[Start of Information provided]

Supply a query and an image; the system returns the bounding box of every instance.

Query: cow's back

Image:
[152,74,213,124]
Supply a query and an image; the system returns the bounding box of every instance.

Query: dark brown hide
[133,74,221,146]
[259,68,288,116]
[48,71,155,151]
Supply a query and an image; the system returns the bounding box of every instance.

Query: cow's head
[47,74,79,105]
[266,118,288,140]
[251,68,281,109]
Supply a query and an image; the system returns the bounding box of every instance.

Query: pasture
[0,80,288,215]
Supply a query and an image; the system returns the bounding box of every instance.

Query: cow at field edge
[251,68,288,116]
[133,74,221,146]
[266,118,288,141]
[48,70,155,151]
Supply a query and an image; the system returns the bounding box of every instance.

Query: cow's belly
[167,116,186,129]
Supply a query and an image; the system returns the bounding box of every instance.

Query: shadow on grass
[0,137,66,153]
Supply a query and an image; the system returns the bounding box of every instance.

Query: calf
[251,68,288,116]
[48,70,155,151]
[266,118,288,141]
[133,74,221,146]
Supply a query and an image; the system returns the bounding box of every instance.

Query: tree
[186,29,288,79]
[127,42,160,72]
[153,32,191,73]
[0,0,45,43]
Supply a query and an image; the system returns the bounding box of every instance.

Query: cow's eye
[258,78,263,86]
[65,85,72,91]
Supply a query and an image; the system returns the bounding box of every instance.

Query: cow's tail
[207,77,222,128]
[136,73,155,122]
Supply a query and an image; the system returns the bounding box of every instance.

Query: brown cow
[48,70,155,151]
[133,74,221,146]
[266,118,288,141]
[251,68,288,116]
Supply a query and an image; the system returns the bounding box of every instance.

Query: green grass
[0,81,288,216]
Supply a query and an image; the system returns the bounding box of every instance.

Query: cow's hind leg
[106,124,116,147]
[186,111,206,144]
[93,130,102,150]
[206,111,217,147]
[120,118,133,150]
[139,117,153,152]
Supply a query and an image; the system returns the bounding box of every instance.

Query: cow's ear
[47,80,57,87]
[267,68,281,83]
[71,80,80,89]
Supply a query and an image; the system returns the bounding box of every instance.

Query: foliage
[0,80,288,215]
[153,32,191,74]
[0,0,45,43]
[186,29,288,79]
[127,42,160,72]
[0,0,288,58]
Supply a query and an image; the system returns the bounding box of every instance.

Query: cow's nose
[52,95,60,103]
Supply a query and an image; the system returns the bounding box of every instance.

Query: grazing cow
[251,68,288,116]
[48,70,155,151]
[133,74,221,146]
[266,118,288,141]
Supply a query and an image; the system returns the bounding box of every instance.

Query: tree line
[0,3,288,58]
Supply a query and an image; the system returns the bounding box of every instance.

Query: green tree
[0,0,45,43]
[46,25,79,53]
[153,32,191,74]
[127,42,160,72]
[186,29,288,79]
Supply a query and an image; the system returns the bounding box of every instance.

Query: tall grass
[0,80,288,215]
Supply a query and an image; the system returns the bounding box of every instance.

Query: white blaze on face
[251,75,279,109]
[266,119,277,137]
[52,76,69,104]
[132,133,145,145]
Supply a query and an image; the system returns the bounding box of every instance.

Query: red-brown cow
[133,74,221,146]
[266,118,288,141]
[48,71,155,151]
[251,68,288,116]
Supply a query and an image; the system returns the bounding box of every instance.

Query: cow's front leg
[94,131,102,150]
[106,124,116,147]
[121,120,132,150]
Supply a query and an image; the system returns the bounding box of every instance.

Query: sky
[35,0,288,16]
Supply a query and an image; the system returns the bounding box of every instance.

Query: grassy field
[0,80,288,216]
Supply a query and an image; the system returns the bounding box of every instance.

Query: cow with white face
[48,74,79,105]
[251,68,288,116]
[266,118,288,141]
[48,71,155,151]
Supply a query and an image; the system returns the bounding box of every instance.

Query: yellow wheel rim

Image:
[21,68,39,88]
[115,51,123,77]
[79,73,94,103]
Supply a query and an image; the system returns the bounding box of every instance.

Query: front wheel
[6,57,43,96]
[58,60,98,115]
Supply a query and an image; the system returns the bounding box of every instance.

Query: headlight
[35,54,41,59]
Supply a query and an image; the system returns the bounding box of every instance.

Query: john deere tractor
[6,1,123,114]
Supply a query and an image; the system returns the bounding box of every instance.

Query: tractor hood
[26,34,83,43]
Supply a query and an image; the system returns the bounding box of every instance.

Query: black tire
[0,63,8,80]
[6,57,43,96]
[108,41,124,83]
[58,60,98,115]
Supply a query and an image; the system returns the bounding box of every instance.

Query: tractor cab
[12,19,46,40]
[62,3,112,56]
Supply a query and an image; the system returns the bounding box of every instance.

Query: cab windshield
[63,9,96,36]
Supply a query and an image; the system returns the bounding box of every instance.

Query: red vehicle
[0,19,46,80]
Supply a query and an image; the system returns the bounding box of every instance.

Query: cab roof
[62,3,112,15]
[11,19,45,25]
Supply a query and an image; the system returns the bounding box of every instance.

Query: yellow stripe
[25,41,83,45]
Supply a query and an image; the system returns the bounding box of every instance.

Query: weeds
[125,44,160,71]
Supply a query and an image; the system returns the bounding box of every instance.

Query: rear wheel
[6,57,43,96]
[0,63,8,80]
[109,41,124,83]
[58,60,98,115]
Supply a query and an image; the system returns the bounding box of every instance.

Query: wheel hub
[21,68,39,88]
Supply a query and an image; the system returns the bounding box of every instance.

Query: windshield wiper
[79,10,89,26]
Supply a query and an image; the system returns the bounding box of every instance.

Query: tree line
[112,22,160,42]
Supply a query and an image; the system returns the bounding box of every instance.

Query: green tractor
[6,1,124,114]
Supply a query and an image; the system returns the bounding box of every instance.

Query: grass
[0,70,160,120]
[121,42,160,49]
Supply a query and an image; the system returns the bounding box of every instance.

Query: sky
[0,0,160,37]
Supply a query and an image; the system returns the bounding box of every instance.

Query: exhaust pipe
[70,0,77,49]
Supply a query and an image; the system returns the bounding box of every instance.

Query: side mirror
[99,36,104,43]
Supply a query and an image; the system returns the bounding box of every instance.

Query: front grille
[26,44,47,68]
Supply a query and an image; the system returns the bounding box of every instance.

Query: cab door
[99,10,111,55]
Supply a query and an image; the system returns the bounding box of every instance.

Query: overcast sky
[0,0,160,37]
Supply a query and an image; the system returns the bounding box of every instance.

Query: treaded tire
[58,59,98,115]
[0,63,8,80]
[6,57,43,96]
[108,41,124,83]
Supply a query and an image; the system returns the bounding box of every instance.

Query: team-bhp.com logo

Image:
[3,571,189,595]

[End of Information provided]

Task prompt
Reproduce every row above word for word, from the first to the last, without changing anything.

Problem solution
Supply a query and an image; the system returns the bounding box of every instance.

Query: cow's back

Image:
[152,74,213,124]
Supply a query and an image; the system returns the bounding box of every instance.

Query: dark brown hide
[133,74,221,146]
[259,68,288,116]
[48,71,155,151]
Supply a query and an image; the system returns the bounding box of every instance.

Query: cow's head
[47,74,79,105]
[266,118,288,140]
[251,68,281,109]
Supply a query and an image; the system returns the bounding box of every instance.

Query: pasture
[0,80,288,215]
Supply a query and an image; the system returns the bounding box of every instance.

Query: cow at field edge
[251,68,288,116]
[133,74,221,146]
[266,118,288,141]
[48,70,155,151]
Supply a query and an image; the system returns the bounding box of every instance.

Query: cow's belly
[167,116,186,129]
Supply a query and an image; the system returns the bounding box of every instance.

Query: shadow on grass
[0,137,66,153]
Supply a query and an image; the system returns the bounding box of every instance.

Query: calf
[251,68,288,116]
[48,70,155,151]
[266,118,288,141]
[133,74,221,146]
Supply a query and an image; the system returns the bounding box of every instance.

Query: tree
[186,29,288,79]
[127,42,160,72]
[153,32,191,73]
[0,0,45,43]
Supply a query and an image; the system returns the bounding box of every instance.

Query: cow's eye
[258,78,263,86]
[65,85,72,91]
Supply a query and an image; the system returns the bounding box of every instance.

Query: cow's tail
[207,77,222,128]
[136,73,155,122]
Supply a query and an image; the system returns the bounding box of every instance.

Query: brown cow
[48,70,155,151]
[133,74,221,146]
[266,118,288,141]
[251,68,288,116]
Supply a query and an image; the system returns the bounding box of every instance.

Query: green grass
[0,81,288,216]
Supply a query and an image; the system returns the bounding box of every instance.

Query: cow's hind leg
[106,124,116,147]
[186,111,206,144]
[93,130,102,150]
[206,111,217,147]
[120,118,133,150]
[139,117,153,152]
Supply a query and an image; the system returns the bounding box of every instance.

Query: cow's ear
[47,80,57,87]
[267,68,281,83]
[71,80,80,89]
Supply a query and an image; the system returns the bounding box of every instance.

Query: foliage
[0,80,288,215]
[153,32,191,74]
[0,0,45,43]
[186,29,288,79]
[127,42,160,72]
[0,0,288,58]
Supply a query and an image; the system returns the bounding box of every instance.

Query: cow's nose
[52,95,60,103]
Supply a query and an image; the system returns the bounding box of every instance.

Query: grazing cow
[251,68,288,116]
[48,70,155,151]
[133,74,221,146]
[266,118,288,141]
Supply a query and an image; the system returns the bounding box of every instance.

Query: tree line
[0,3,288,58]
Supply a query and an image; the system returns the bounding box of every instance.

Query: green tree
[0,0,45,43]
[46,25,79,53]
[153,32,191,74]
[127,42,160,72]
[186,29,288,79]
Supply a query and an image; the system returns the bounding box of every instance.

Query: tall grass
[0,80,288,215]
Supply a query and an image; the system returns the bounding box of every instance.

Query: white blaze on face
[251,75,279,109]
[266,119,277,137]
[52,76,69,104]
[132,133,145,145]
Supply a query and an image; the system returns the bounding box of every instance.

Query: red-brown cow
[133,74,221,146]
[266,118,288,141]
[48,71,155,151]
[251,68,288,116]
Supply a query and an image; the system returns the bounding box of every instance.

Query: cow's front leg
[94,131,102,150]
[106,124,116,147]
[121,120,132,150]
Supply a query and an image; the system returns the bounding box of every instance.

Query: sky
[35,0,288,16]
Supply a query and an image; the system returns the bounding box of every instance.

Query: grassy field
[0,80,288,216]
Supply a query and an image; the system returns the bounding box of every instance.

Query: cow with white face
[48,74,79,105]
[251,68,288,116]
[266,118,288,141]
[48,71,155,151]
Supply a query and an image; the system returns the bounding box of every instance.

Query: yellow wheel rim

Image:
[21,68,39,88]
[115,51,123,77]
[79,73,94,103]
Supply a query and an image; the system returns the bounding box of every instance.

Query: front wheel
[6,57,43,96]
[58,60,98,115]
Supply a query and an image; the system returns the bounding box of every instance.

Query: headlight
[35,54,41,59]
Supply a query and an image; the system returns the bounding box of every instance.

Query: john deere tractor
[6,1,123,114]
Supply a query and an image; the system returns the bounding box of every instance.

Query: tractor hood
[26,34,83,43]
Supply a query and an image; the system returns the bounding box of every instance.

Query: black tire
[0,63,8,80]
[6,57,43,96]
[108,41,124,83]
[58,60,98,115]
Supply a query and an image; the system returns the bounding box of every instance.

Query: tractor cab
[12,19,46,40]
[62,3,112,56]
Supply a query and an image; the system returns the bounding box of every instance.

Query: cab windshield
[63,9,96,36]
Supply a query and an image; the system returns the bounding box of every instance.

Query: red vehicle
[0,19,46,80]
Supply a query and an image; the system returns the bounding box of every instance.

Query: cab roof
[62,3,112,15]
[11,19,45,25]
Supply a query and an image; the system returns the bounding box of every instance.

Query: yellow stripe
[25,41,83,45]
Supply a query and an image; the system returns the bounding box of every instance.

Query: weeds
[125,44,160,71]
Supply a query and an image; the system returns the bounding box of every instance.

Query: rear wheel
[6,57,43,96]
[0,63,8,80]
[109,41,124,83]
[58,60,98,115]
Supply a query and an image; the system returns the bounding box of every instance.

Query: wheel hub
[21,68,39,88]
Supply a query and an image; the system returns the bounding box of every instance.

Query: windshield wiper
[79,10,89,26]
Supply a query and an image; the system returns the bounding box of every instance.

Query: tree line
[112,22,160,42]
Supply a query and an image; the system returns the bounding box of every instance.

Query: green tractor
[6,1,124,114]
Supply a query and an image; the system returns the bounding box of every instance.

Query: grass
[0,70,160,120]
[121,42,160,49]
Supply a query and an image; the system returns the bounding box of every instance.

Query: sky
[0,0,160,37]
Supply a query and an image; the system returns the bounding box of every instance.

Query: exhaust pipe
[70,0,77,49]
Supply a query and an image; the system returns the bounding box of every instance.

Query: side mirror
[99,36,104,43]
Supply a query and an image; the system returns the bounding box of every instance.

Query: front grille
[26,44,47,68]
Supply a query and an image; the system returns the bounding box of every instance.

Query: cab door
[99,10,111,55]
Supply a query and an image; the system returns the bounding box of every instance.

Query: overcast sky
[0,0,160,37]
Supply a query and an image; the system returns the bounding box of every instance.

Query: treaded tire
[58,59,98,115]
[0,63,8,80]
[6,57,43,96]
[108,41,124,83]
Supply a query and an image; the system returns the bounding box of every instance.

Query: team-bhp.com logo

Image:
[3,571,189,595]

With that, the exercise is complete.